Excerpts from a dataset on pointing at objects:
——
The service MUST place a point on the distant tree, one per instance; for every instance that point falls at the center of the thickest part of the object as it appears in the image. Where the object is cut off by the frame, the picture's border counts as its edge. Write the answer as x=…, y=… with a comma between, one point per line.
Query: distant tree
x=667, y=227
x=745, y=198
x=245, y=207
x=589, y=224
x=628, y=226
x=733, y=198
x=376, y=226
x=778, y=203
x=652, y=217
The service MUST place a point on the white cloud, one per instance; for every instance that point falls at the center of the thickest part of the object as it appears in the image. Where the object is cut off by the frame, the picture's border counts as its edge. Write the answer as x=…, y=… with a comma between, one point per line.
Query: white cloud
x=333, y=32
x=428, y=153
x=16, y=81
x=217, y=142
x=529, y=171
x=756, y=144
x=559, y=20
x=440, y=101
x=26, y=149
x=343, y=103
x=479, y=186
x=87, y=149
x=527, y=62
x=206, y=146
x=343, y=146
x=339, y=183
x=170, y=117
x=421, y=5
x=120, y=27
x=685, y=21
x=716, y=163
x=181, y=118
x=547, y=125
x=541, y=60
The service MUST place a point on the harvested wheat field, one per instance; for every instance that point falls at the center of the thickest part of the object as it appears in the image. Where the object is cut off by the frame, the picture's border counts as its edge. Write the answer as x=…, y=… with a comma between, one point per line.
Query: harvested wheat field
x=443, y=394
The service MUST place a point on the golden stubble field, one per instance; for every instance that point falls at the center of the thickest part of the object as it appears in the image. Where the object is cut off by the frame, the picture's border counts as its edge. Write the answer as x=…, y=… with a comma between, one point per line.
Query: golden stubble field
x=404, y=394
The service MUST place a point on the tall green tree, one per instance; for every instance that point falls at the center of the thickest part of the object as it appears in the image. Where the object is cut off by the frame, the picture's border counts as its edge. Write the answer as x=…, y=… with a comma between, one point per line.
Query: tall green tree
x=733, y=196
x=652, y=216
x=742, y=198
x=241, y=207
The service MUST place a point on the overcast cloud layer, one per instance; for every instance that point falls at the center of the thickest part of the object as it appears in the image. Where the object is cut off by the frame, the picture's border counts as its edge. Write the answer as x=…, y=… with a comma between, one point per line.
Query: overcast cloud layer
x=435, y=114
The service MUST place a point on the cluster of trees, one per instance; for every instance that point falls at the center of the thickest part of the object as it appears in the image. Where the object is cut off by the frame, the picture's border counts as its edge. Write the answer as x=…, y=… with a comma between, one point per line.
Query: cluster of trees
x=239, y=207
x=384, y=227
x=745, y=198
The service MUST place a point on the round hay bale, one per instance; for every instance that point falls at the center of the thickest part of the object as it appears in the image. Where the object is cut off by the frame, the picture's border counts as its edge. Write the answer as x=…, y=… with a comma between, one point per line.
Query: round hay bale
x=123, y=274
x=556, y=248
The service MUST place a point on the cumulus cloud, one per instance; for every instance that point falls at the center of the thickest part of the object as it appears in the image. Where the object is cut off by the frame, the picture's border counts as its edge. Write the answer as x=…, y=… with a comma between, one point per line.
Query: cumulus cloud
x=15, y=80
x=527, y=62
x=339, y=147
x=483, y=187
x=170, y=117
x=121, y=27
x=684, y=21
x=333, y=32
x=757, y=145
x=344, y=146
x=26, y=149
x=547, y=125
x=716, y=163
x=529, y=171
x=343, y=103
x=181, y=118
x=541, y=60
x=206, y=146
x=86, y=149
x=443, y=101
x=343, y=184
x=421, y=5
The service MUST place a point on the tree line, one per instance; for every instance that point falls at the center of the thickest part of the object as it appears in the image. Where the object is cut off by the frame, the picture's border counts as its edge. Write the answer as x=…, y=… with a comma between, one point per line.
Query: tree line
——
**What is asked**: Arrange all the records above as a numbered list, one line per item, with blank lines dropped.

**Reply**:
1. The service MUST place a point on the distant tree, one per instance; for every instance that point falls at the center of the thickest part of the object as it appears in the image. Where the object is cut off by the frame, the picture's border counts as its edge. Write the answer as x=…, y=… with a comma between, one point per line.
2. Query: distant tree
3. x=667, y=227
4. x=745, y=198
5. x=245, y=207
6. x=589, y=224
7. x=628, y=226
8. x=733, y=198
9. x=376, y=226
10. x=778, y=203
11. x=652, y=217
12. The service MUST place a point on the white cloud, one per instance; for every instance that point falls at the center of the thickest part of the object as it appears in the image. Where the object is cut off by the frame, the picture's border counts as its edge. Write the answer as x=…, y=… with a comma between, one point per line.
13. Query: white cloud
14. x=333, y=32
15. x=428, y=153
16. x=16, y=81
17. x=217, y=142
18. x=529, y=171
19. x=756, y=144
20. x=559, y=20
21. x=440, y=101
22. x=26, y=149
23. x=343, y=103
24. x=479, y=186
25. x=87, y=149
26. x=527, y=62
27. x=206, y=146
28. x=343, y=146
29. x=339, y=183
30. x=170, y=117
31. x=421, y=5
32. x=120, y=27
33. x=685, y=21
34. x=716, y=163
35. x=181, y=118
36. x=547, y=125
37. x=541, y=60
38. The service MUST place a point on the harvested wheat field, one per instance; for every instance that point falls at the center of the thickest part of the object as it appears in the image. Where the object is cut off by the frame, the picture's border counts as its edge. Write the answer as x=…, y=… with a comma between, one point per line.
39. Query: harvested wheat field
40. x=443, y=394
41. The service MUST place a point on the golden stubble field, one per instance; for every instance that point falls at the center of the thickest part of the object as it appears in the image. Where the object is cut off by the frame, the picture's border counts as its edge. Write the answer as x=…, y=… with a comma between, one point per line.
42. Query: golden stubble field
43. x=404, y=394
44. The service MUST place a point on the tall green tree, one per instance; for every instance that point falls at the center of the thickest part of the object as it appears in the image. Where the object is cut off by the frame, the picture's border counts as its edge. Write the answer as x=…, y=… with a comma between, one point per line.
45. Query: tall green tree
46. x=733, y=196
47. x=652, y=216
48. x=742, y=198
49. x=241, y=207
50. The service MUST place a point on the overcast cloud layer, one per instance; for every instance that point falls at the center of the thickest part of the object as it appears in the image. Where the object is cut off by the frame, the picture's border counts as its edge. Write the answer as x=…, y=… with a comma between, one point per line.
51. Query: overcast cloud layer
52. x=435, y=114
53. The service MUST place a point on the cluster of trees, one per instance; for every instance that point falls at the center of the thickest part of the object as it appears in the image. Where the object is cut off by the frame, the picture's border counts as its edge. Write the answer as x=…, y=… with a comma between, one point per line.
54. Query: cluster of trees
55. x=239, y=207
56. x=384, y=227
57. x=745, y=198
58. The service MUST place a point on the round hay bale, one per instance; for every instance that point falls at the center of the thickest part of the object as it appears in the image. Where the object is cut off by the frame, the picture's border counts as its edge. Write the answer as x=…, y=… with a comma between, one point per line.
59. Query: round hay bale
60. x=123, y=274
61. x=556, y=248
62. The service MUST place a point on the cumulus cloud, one per instance; for every instance that point falls at the center of the thickest part of the object as it appears in the image. Where the object is cut off by the frame, the picture's border counts as its edge. Write the answer as x=…, y=… with a comma between, one point per line.
63. Query: cumulus cloud
64. x=15, y=80
65. x=527, y=62
66. x=339, y=147
67. x=483, y=187
68. x=170, y=117
69. x=121, y=27
70. x=684, y=21
71. x=333, y=32
72. x=757, y=145
73. x=344, y=146
74. x=26, y=149
75. x=547, y=125
76. x=716, y=163
77. x=529, y=171
78. x=343, y=103
79. x=181, y=118
80. x=541, y=60
81. x=206, y=146
82. x=86, y=149
83. x=443, y=101
84. x=343, y=184
85. x=421, y=5
86. The service MUST place a point on the tree line, one per instance; for every instance that point falls at the center of the thickest part of the object as it appears in the image. Where the object is cut off by the frame, the picture's border counts as its edge. Write the answer as x=…, y=… with a comma between, one point per line.
87. Query: tree line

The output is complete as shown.